• [EXERCISE]: Exactly as written, give again the line with "Locate the stone step, returning" and all subsequent lines through the end of the records.

• [Data records]:
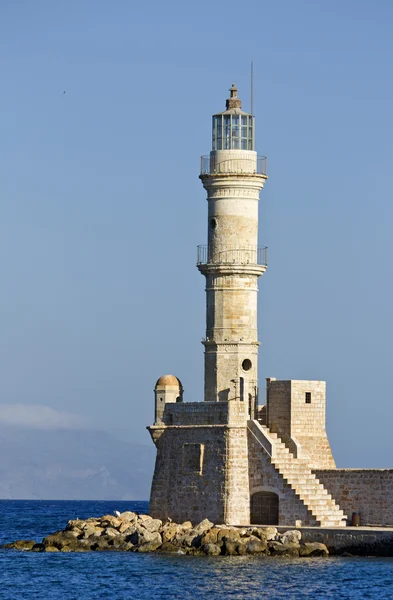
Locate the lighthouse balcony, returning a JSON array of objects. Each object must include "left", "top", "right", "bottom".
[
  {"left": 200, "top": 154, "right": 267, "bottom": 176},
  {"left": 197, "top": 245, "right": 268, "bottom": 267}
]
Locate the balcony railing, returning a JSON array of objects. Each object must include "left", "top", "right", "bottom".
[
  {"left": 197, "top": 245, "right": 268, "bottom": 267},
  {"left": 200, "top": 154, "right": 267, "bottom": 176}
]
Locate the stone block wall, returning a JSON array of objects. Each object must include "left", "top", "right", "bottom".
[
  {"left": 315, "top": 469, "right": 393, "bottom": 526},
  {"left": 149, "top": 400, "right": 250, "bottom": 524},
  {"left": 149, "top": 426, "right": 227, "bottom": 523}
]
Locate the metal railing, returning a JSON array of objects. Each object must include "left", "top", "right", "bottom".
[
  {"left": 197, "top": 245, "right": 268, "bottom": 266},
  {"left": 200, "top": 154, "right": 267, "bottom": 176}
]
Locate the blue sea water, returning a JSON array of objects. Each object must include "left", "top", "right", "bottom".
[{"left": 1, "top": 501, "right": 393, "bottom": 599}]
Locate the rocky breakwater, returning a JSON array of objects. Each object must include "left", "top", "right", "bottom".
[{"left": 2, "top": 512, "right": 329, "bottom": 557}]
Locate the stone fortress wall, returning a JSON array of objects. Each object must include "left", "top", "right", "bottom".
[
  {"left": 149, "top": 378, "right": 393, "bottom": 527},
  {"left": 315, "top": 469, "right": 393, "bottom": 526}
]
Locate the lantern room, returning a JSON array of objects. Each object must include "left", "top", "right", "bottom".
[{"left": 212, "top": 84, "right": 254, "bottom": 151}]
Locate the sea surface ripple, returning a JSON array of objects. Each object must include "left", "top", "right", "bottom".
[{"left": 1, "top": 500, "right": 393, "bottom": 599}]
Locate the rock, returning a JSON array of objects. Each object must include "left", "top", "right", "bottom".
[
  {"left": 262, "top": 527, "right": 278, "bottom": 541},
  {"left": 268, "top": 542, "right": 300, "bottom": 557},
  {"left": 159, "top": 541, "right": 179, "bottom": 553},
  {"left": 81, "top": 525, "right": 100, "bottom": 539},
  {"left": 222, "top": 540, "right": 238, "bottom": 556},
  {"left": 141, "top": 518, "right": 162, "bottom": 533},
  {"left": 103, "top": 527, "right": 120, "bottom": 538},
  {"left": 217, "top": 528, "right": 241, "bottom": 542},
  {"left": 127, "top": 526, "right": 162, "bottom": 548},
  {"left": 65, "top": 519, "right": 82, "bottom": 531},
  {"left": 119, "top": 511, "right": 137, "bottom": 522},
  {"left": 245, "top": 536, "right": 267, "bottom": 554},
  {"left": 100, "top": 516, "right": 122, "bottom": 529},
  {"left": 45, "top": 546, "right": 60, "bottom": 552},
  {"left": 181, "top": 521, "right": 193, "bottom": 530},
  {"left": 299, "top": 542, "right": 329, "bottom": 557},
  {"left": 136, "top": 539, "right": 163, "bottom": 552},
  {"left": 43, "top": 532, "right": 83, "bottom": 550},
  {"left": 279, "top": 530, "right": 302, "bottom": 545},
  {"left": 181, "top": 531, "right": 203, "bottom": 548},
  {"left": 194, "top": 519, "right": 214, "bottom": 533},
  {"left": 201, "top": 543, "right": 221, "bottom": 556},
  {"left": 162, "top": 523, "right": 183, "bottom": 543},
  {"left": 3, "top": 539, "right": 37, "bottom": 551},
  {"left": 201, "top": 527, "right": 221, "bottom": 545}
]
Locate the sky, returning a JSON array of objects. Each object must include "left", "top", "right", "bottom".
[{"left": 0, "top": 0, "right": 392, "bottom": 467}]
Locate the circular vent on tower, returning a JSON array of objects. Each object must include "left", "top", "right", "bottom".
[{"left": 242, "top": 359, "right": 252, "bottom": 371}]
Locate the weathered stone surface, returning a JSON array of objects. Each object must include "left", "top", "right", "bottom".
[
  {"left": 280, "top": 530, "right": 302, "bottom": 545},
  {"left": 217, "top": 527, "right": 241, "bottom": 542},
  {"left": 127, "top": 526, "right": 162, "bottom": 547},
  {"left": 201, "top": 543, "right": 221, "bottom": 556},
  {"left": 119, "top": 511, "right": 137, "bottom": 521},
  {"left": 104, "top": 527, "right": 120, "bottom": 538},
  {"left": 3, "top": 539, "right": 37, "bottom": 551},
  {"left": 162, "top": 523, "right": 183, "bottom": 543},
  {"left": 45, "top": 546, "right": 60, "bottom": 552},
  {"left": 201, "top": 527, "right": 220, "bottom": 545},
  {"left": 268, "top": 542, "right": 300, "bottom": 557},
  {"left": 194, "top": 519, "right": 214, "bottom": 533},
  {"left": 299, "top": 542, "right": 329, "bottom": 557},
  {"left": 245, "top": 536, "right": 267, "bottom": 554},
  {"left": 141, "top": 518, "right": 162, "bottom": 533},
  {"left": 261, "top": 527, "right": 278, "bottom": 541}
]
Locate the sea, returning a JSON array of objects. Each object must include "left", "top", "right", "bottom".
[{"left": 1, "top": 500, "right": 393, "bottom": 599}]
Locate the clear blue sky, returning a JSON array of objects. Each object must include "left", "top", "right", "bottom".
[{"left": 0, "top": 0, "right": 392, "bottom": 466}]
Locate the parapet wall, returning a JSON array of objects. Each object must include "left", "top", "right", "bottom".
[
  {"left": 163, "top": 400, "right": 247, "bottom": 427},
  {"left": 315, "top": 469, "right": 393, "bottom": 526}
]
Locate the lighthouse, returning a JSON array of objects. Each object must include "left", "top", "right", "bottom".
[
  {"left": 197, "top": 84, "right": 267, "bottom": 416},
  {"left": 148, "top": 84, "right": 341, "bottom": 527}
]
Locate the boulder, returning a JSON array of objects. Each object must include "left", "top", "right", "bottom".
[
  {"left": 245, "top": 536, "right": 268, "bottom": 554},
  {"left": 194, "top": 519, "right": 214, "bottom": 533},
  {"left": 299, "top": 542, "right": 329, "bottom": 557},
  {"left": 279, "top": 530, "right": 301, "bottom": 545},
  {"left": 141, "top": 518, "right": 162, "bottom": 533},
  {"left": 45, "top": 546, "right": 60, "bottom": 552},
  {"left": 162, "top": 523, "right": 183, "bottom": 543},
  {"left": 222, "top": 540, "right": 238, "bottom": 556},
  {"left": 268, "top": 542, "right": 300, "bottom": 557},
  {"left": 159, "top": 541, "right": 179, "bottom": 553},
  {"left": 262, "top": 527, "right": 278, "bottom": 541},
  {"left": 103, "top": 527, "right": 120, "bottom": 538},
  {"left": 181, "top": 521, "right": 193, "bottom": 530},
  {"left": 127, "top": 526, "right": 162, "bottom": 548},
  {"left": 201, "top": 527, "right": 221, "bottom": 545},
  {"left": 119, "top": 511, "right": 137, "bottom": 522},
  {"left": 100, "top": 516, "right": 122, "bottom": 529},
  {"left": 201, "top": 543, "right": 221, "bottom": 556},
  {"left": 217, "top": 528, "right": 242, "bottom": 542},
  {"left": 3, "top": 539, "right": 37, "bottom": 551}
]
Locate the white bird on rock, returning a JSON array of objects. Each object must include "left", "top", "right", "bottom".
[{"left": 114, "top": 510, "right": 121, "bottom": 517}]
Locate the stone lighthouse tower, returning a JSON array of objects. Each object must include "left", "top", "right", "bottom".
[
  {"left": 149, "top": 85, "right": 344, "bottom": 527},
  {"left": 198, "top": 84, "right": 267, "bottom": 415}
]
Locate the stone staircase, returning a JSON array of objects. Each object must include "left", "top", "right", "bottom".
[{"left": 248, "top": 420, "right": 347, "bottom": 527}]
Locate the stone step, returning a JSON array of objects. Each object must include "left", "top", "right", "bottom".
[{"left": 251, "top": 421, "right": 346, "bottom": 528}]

• [WRITTEN RESPONSE]:
Locate the stone step, returning a JSON array of objects. Each object must include "left", "top", "right", "bottom".
[{"left": 251, "top": 421, "right": 346, "bottom": 528}]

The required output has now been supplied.